→ TASKS TO COMPLETE:
a: In the sermon about Dwight Moody, where did the boy hide once he ran inside his apartment?
b: Extend the sermon about Dwight Moody and the church's bus kids, picking up after its last line.

Dwight Moody went to Chicago and started a Sunday school class of poor kids.
One day he was walking down the street and saw a kid that had been absent for a
few weeks. Mr. Moody said, "Hey, kid, you weren't there last Sunday." The boy
ran down the street and Mr. Moody pursued. The fellow ran down the street and
opened a door of an apartment house and ran upstairs. Mr. Moody got there just
before the door went shut. He ran in the door and ran up the stairs. The little
kid opened the door of his apartment and ran inside. Mr. Moody went into the
apartment before the door shut, but the young fellow crawled under the bed. Mr.
Moody got him by the foot and pulled him out from under there and said, "You
didn't come to Sunday school last Sunday. I want to see you." About that time
the father came in.
He said, "What's going on here?"
Mr. Moody said, "My name is Dwight Moody." "Oh," he said, "you must be 'crazy
Moody!" Why was he crazy? He ran after sinners! Other churches did not want
their carpet dirty. Other churches did not want their walls soiled. I know of
churches who never have a sinner kneel at the altar, drunkards made sober,
harlots made pure or bus kids made right. Do you know that we have about a dozen
of our bus kids studying right now for the ministry? We have many of our little
bus kids in Christian colleges. They were little urchins like a lot of the rest
of them are.
I want there always to be at least one church in the Chicago area where
people are friends to sinners, to the down and out, the high, the low, the rich,
the poor. Look at the crowd this morning. I wish you could stand here. There are
people out here that run great businesses, and there are people out here that
don't know how they're going to get home after church.
We have folks here that will drive home in Cadillacs, and we have folks here
in this room who do not have a way to get home. We have little ladies who will
walk through slush and snow for miles because they don't have a car. We have
folks who will go home today and will eat a turkey dinner, and we have folks
here this morning who will go home and sit down to an empty table. We have folks
in this building who are PhD's. yet, we have people here this morning who when
they sign their names, have to sign it with an "X". We have all kinds of people
here in our church. One of my greatest blessings has been when I stand here in
the pulpit on Sunday mornings and look at the altar. One morning I noticed a
deacon beside a poor little bare-footed fellow. That deacon is one of the
vice-presidents of the Conrad Hilton Hotel chair. There was a deacon who owns a
realty company kneeling beside some little poor girl that had long, straight,
limp hair and wore dirty clothes and tennis shoes. I watch men of all walks of
life, these deacons of our church, as they deal with these poor little boys and
girls. None of them felt the task was beneath their dignity. I have thought so
often, that is what the Saviour did. That is what it's all about!
Some little ones were brought to Jesus, and the disciples said, "We're not
going to run a bunch of bus routes here in Jerusalem."
Jesus said, "Don't keep little children away."
"But they'll mess up our service."
"Let the little children come on."
Our Lord is a friend of sinners.
"I know, but He eats with sinners. He runs with Pharisees. He has been to
Zacchaeus' house. Look at Him with Matthew and all those dirty publicans. He
eats with sinners!"
Our Lord says, "Yes, I am numbered with the transgressors."
II. He Bore Our Sins.

→ GIVEN DATA:
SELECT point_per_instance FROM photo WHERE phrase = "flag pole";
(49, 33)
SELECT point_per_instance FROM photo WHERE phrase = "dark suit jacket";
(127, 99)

→ ANSWER LIST:
a: Under the bed.

b:
The second part of His life started at Golgotha. He had been beaten so that
you could not even tell that He was a human being. He was bearing His cross up
the hill of Calvary. When he got to the top of the hill, they put His body on
the tree. They put nails through His hands and feet. Jesus, the perfect,
sinless, spotless, lamb without blemish, was nailed to the tree. Why? To show us
how to die? No! No! To show us how to be a pacifist? No! No! Why was He nailed
to the tree? He died to bear the sins of many.
Remember that fallen woman at the well? Jesus took her adultery off her and
put it on His record. Remember that publican, Matthew? Jesus took the sins of
Matthew and put them to His own record. He took the robbery of the dying thief
and entered robbery on His own record. The pride of the Pharisee was put on His
own record. Jesus, Who never had a dirty thought, became an adulterer. He, Who
never took one thing that was not His, became a thief. He, Who never had
mistreated anybody or pulled a wicked deal, became an extortioner. He was the
humble, meek, lowly one of Galilee.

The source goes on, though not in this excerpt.